Objectives:
**1)** In the Murphy poem, which floor was the speaker working on when clearing the bricks?
**2)** Return the portion of the Murphy poem starting at "Whilst working on" and ending at "ladders in my hod.".
**3)** Resume the Murphy poem after its last line.

Source text:
■ ■ ■

# “Why Murphy’s Not at Work Today”



## beer-b-q (Dec 9, 2009)

Dear Sir,

I write this note to you to tell you of my plight
For at the time of writing I am not a pretty sight
My body is all black and blue, my face a deathly gray
And I write this note to say why Murphy's not at work today.

Whilst working on the fourteenth floor,some bricks I had to clear
To throw them down from such a height was not a good idea
The foreman wasn't very pleased, the bloody awkward sod
He said I had to cart them down the ladders in my hod.

Now clearing all these bricks by hand, it was so very slow
So I hoisted up a barrel and secured the rope below
But in my haste to do the job, I was too blind to see
That a barrel full of building bricks was heavier than me.

And so when I untied the rope, the barrel fell like lead
And clinging tightly to the rope I started up instead
I shot up like a rocket till to my dismay I found
That half way up I met the bloody barrel coming down.

Well the barrel broke my shoulder, as to the ground it sped
And when I reached the top I banged the pulley with my head
I clung on tightly, numb with shock, from this almighty blow
And the barrel spilled out half the bricks, fourteen floors below.

■ ■ ■

Dataset extract:
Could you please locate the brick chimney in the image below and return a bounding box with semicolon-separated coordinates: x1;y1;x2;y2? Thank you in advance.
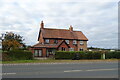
40;21;44;29
69;25;73;31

■ ■ ■

Solved tasks:
**1)** The fourteenth floor.

**2)**
Whilst working on the fourteenth floor,some bricks I had to clear
To throw them down from such a height was not a good idea
The foreman wasn't very pleased, the bloody awkward sod
He said I had to cart them down the ladders in my hod.

**3)**
Now when these bricks had fallen from the barrel to the floor
I then outweighed the barrel and so started down once more
Still clinging tightly to the rope, my body racked with pain
When half way down, I met the bloody barrel once again.

The force of this collision, half way up the office block
Caused multiple abrasions and a nasty state of shock
Still clinging tightly to the rope I fell towards the ground
And I landed on the broken bricks the barrel scattered round.

I lay there groaning on the ground I thought I'd passed the worst
But the barrel hit the pulley wheel, and then the bottom burst
A shower of bricks rained down on me, I hadn't got a hope
As I lay there bleeding on the ground, I let go the bloody rope.

The barrel then being heavier then started down once more
And landed right across me as I lay upon the floor
It broke three ribs, and my left arm, and I can only say
That I hope you'll understand why Murphy's not at work today.


----------



## carpetride (Dec 10, 2009)

Too funny! Did Travcoman see this


----------



## scarbelly (Dec 10, 2009)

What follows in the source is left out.